*Document text*.
— start —

Yo.

This is a blog about things. Music, movies, experiences, dogs, art, and other stuff. 1-2 posts a week, ranging from a couple of sentences to novella-length. I’ve had a bunch of books published, you can check my bio, but for right now I’m just blogging and liking it.

Floatin'

Liz gave me a gift certificate for a sensory deprivation/floatation session for Christmas and I figured this would be as good a time as any to use it. If it worked, I’ll be starting the new year refreshed, my mind clear, and my internal mystic things perfectly balanced. If it didn’t work, I can start the year off with a good story.

The place itself was in a basement in a residential neighborhood. It was dark, there was no one around, and I almost turned back just looking at the entryway. It felt like a trap.

The person who greeted me did not seem to appreciate that I was forty minutes early for my appointment and, look, I get it - but also, it gave me a little anxiety before locking myself alone with my thoughts. I waited in their lounge for a bit and flipped through a book called Floatosophy. It had some great pointers on what to expect for my first float. It calmed me a bit. It also had a lot of new-age stuff which I read for fun. According to this book, floating cures everything including depression and suicidal thoughts. As someone who’s dealt with BOTH of those, I felt like it was a pretty tall order.

Then I saw that their section on famous floaters had one entry that seemed quite contradictory and I’m just saying…maybe it’s time for a revised edition of this book?

My time in the lounge chilled me out but then I was escorted to my room and all of that chill BOATED. Here is the pod, in case you’ve never seen one:

In describing how to operate the device the woman let me know:

  1. It was the oldest pod they have,

  2. Sometimes the light doesn’t come on but it should come on if I want it to, and

  3. SOMETIMES THE HATCH GETS STUCK

I reminded her that this was my first time floating because maybe she’ll realize I’ll need one that opens with working lights but I don’t think she caught on - she instead apologized for how humid it was in the room and left me to it.

At this point, I figured I was going to die.

I went to the bathroom (you have to, you do not want to pee in that pod), got naked, took a shower, put in my earplugs, slipped into the pod,  and closed the hatch. I took a minute to orient myself with the inside light on. I’ve floated in oceans and pools before but this was an entirely different sensation. It was closer to a hammock except the water was warm and felt like nothing, if that makes any sense. The pod had mock starlight so I put that on and turned off the main light for a few minutes. It felt artificial, however, so I decided to take the full plunge into darkness.

— end —

Stored data entries
— start —

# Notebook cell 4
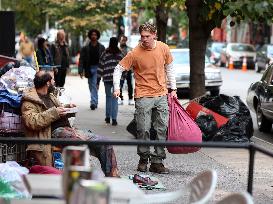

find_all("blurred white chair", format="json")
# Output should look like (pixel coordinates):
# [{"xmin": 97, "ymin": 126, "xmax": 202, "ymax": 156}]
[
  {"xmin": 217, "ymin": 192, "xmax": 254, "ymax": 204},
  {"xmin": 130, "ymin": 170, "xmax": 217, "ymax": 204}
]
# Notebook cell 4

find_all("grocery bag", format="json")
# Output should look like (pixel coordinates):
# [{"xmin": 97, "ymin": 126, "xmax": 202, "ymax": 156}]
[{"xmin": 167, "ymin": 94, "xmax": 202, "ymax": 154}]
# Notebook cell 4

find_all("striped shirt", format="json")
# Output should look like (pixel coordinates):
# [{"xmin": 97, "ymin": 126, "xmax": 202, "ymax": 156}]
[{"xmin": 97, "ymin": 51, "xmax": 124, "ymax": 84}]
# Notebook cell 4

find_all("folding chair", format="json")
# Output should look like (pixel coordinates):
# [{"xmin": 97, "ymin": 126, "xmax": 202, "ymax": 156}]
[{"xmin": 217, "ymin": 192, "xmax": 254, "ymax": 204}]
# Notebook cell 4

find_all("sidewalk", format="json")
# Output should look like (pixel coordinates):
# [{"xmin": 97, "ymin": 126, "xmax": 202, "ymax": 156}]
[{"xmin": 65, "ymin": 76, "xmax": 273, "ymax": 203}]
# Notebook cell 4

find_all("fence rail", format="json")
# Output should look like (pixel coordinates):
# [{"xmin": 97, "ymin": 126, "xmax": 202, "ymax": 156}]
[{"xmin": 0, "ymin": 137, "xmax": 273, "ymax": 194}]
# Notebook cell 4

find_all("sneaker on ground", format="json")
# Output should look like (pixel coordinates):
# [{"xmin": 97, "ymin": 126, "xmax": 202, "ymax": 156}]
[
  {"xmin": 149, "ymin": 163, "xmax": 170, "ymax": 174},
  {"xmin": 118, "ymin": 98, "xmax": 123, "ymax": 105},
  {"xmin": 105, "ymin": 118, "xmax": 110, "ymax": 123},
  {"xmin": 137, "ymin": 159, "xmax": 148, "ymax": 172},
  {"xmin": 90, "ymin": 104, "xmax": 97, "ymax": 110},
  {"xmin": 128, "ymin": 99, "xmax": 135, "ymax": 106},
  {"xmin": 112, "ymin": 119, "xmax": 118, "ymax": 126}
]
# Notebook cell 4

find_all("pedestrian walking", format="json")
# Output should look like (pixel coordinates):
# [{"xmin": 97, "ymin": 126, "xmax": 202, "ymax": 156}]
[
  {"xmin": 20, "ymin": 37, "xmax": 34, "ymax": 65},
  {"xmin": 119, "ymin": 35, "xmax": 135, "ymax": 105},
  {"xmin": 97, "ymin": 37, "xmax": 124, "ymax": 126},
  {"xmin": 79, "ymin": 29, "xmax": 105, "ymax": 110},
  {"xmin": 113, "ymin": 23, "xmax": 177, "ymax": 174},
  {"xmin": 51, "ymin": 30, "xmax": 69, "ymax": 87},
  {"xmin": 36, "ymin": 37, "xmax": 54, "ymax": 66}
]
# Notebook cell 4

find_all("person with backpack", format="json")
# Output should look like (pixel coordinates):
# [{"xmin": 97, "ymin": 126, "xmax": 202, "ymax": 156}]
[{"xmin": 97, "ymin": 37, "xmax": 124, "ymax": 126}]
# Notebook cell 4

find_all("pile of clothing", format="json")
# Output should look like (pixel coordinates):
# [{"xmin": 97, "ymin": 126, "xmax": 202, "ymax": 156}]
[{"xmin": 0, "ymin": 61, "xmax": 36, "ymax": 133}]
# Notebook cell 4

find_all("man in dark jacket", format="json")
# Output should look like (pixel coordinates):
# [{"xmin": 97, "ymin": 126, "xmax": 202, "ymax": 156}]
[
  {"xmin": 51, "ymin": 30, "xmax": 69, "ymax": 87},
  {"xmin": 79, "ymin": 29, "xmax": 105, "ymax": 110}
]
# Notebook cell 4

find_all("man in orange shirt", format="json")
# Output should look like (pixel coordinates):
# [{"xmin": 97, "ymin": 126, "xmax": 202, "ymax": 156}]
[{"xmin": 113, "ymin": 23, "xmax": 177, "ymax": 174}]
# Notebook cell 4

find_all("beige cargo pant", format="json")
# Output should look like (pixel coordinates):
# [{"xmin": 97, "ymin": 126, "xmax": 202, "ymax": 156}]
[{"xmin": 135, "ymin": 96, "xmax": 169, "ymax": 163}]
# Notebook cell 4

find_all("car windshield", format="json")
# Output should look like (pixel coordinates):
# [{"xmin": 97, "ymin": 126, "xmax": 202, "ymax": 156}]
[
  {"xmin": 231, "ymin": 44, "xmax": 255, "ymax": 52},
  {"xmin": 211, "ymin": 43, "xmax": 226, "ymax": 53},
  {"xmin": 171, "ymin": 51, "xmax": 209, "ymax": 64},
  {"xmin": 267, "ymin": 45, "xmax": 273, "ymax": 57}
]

— end —

*Requirements*.
1. Answer these questions about the blog post on floating:
(a) Who gave the writer the gift certificate for the floatation session?
(b) What book did the writer flip through while waiting in the lounge?
(c) How early was the writer for the appointment?
2. Quote the blog post on floating, beginning at the words "The place itself" and stopping after the words "like a trap.".

*Answers to the tasks*.
1.
(a) Liz
(b) Floatosophy
(c) Forty minutes

2.
The place itself was in a basement in a residential neighborhood. It was dark, there was no one around, and I almost turned back just looking at the entryway. It felt like a trap.